Your output must be the line containing "Reviewer note: confirm that each instance of the wooden" followed by every later line in the entries below, all copied exactly.

** Records for processing follows **

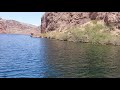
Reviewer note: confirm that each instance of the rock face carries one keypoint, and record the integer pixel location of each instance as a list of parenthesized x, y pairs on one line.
[(15, 27), (61, 20)]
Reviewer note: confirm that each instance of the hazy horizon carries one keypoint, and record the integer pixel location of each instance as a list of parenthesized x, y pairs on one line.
[(33, 18)]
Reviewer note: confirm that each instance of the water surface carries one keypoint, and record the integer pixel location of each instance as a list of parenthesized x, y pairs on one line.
[(22, 56)]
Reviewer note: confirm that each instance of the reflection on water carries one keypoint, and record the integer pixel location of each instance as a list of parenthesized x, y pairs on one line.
[(23, 56)]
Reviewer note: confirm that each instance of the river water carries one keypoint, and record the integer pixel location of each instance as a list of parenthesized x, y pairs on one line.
[(22, 56)]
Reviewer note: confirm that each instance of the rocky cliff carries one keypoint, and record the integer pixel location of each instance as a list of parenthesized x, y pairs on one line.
[(15, 27), (94, 27), (61, 20)]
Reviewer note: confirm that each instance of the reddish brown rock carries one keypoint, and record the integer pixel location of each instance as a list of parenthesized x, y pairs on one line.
[(61, 20)]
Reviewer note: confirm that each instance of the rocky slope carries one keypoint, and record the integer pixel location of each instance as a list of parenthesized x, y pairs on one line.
[(15, 27), (94, 27), (61, 20)]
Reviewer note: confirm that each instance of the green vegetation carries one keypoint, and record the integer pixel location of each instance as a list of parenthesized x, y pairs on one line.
[(94, 32)]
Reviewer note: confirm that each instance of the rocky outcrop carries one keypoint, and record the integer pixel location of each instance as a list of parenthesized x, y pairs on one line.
[(61, 20), (15, 27)]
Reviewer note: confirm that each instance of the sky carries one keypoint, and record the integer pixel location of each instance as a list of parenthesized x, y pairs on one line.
[(26, 17)]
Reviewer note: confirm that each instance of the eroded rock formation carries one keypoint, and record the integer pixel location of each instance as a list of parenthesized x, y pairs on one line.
[(61, 20)]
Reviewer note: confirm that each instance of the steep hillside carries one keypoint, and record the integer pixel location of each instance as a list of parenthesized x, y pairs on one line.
[(94, 27), (15, 27)]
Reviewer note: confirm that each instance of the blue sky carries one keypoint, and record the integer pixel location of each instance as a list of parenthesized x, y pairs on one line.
[(26, 17)]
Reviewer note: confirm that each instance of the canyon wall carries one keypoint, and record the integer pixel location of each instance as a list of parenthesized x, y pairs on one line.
[(61, 20), (15, 27)]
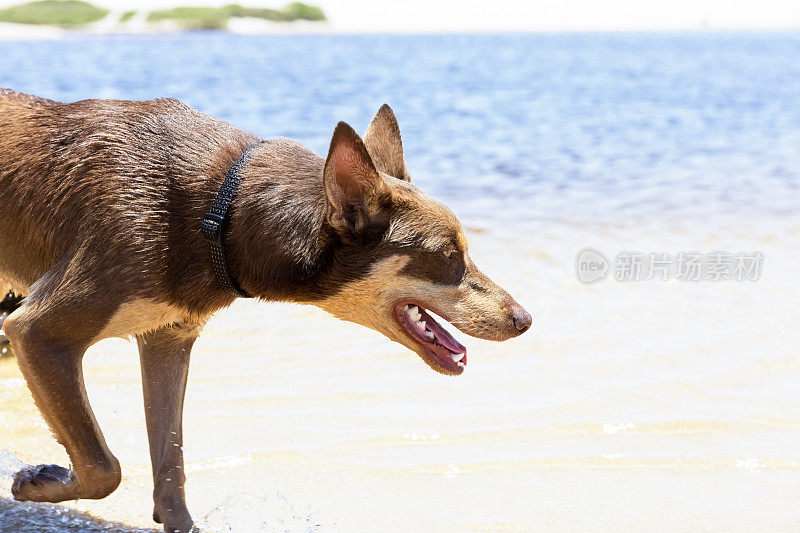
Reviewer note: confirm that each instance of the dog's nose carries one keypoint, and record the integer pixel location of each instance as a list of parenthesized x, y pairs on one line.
[(522, 320)]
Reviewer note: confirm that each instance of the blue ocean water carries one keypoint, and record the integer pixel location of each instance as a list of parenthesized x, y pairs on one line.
[(609, 127)]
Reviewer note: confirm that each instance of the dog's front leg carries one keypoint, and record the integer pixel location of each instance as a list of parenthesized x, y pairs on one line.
[(164, 357)]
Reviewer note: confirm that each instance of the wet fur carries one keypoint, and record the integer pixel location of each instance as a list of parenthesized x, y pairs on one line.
[(101, 232)]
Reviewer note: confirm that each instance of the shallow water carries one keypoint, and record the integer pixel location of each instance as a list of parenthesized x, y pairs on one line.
[(657, 405)]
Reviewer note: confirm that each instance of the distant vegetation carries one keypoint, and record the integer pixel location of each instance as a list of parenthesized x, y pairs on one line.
[(127, 16), (218, 17), (53, 12), (75, 13)]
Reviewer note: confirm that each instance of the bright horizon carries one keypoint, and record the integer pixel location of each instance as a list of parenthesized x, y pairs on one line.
[(522, 15)]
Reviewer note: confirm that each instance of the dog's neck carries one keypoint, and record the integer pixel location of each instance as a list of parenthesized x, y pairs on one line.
[(278, 243)]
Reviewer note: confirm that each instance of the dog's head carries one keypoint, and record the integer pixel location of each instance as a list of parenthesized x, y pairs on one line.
[(403, 255)]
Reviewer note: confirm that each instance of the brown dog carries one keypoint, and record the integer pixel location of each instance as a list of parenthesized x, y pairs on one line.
[(101, 231)]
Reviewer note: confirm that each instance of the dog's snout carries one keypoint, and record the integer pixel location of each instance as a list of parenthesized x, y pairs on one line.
[(522, 319)]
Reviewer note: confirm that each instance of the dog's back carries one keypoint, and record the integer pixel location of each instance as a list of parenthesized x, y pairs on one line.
[(101, 175)]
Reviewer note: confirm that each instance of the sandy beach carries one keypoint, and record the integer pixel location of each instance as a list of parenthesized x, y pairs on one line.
[(642, 405)]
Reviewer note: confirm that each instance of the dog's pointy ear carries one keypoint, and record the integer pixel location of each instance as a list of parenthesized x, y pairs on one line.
[(352, 184), (384, 144)]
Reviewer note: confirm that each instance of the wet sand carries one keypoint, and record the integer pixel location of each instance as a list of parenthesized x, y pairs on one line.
[(657, 405)]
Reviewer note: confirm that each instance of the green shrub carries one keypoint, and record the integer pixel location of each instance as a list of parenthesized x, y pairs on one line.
[(53, 12), (217, 17), (299, 10)]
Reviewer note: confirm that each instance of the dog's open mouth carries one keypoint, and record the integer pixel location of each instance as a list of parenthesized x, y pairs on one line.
[(448, 352)]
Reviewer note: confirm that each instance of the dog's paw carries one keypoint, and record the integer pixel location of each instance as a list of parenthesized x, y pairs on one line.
[(44, 483)]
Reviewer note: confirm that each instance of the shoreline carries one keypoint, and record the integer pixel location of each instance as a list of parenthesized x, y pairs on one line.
[(31, 32)]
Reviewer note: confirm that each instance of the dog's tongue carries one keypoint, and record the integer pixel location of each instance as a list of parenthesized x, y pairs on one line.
[(443, 337)]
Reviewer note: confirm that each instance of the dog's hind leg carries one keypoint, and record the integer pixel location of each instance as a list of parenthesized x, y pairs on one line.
[(9, 304), (164, 358), (50, 333)]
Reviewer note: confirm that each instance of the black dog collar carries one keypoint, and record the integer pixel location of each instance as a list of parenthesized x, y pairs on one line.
[(214, 224)]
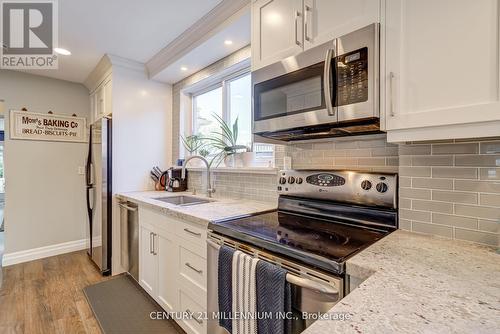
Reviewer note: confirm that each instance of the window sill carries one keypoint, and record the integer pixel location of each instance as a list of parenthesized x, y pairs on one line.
[(249, 170)]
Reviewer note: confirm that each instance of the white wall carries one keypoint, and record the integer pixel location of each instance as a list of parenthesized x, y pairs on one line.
[(45, 196), (141, 129), (142, 123)]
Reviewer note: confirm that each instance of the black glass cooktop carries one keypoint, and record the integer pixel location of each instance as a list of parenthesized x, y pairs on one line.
[(322, 243)]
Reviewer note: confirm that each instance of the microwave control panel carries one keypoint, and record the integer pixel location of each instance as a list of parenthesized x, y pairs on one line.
[(352, 77)]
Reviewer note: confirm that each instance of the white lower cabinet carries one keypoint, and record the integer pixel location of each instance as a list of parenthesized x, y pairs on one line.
[(167, 274), (173, 266), (148, 268)]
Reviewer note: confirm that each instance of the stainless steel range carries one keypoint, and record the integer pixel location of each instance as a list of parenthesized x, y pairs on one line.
[(323, 219)]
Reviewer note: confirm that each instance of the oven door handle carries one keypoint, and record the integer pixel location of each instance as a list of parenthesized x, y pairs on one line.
[(312, 285), (326, 82), (299, 281)]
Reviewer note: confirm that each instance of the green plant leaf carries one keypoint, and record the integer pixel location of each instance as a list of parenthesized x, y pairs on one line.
[(235, 130)]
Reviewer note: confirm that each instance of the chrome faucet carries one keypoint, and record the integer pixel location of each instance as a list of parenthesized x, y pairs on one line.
[(210, 189)]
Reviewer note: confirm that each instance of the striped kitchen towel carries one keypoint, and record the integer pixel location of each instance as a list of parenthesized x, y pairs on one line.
[(225, 294), (244, 294)]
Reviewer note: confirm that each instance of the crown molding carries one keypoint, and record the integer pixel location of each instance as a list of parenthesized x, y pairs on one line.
[(104, 68), (127, 63), (98, 74), (218, 18)]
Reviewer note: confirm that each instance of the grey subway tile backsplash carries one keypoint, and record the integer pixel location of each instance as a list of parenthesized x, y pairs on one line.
[(444, 231), (455, 173), (477, 211), (492, 147), (454, 196), (489, 225), (489, 173), (415, 171), (478, 160), (414, 149), (456, 221), (477, 186), (413, 215), (490, 200), (432, 206), (432, 160), (477, 236), (464, 184), (415, 193), (429, 183), (467, 148), (447, 187)]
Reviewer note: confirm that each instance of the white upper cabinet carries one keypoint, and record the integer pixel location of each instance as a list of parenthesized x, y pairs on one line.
[(283, 28), (441, 69), (277, 30), (101, 99), (325, 20)]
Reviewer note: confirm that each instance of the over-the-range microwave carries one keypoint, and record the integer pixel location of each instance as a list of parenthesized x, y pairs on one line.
[(327, 91)]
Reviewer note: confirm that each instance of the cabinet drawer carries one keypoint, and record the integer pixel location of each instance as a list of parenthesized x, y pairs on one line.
[(196, 323), (193, 267), (192, 232)]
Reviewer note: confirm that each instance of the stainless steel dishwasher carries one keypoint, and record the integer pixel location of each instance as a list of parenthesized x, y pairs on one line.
[(129, 238)]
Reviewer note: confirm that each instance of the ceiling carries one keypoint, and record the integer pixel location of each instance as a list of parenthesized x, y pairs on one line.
[(131, 29), (213, 49)]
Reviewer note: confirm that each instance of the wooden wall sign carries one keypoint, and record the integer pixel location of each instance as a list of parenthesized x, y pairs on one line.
[(34, 126)]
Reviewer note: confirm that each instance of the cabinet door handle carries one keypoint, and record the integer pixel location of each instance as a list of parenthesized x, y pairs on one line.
[(199, 271), (297, 15), (306, 25), (391, 93), (199, 321), (192, 233), (150, 242), (154, 246)]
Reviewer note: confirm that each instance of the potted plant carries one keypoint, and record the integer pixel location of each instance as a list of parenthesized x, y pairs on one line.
[(226, 143)]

** End of Records for processing **

#### Result of the task
Reviewer note: confirm that each instance of the wooden wall sign carries one keypoint, and record the integer pixel location of each instance as a list of parenthesized x, y pairs on one line.
[(34, 126)]
Reviewer note: confirm that each instance of the cabinet door handle carries one keypoint, and record the integer pixel location of each instance as a list of parenthesized x, y pairs on one line.
[(199, 271), (297, 15), (306, 25), (391, 93), (199, 321), (192, 233), (150, 242), (154, 246)]
Reviewer note: confirm that each instance of the potted plant carries one keypoint, and record the integer pixel location of each instance as a list of parenthesized x, y pairs on one line.
[(226, 143)]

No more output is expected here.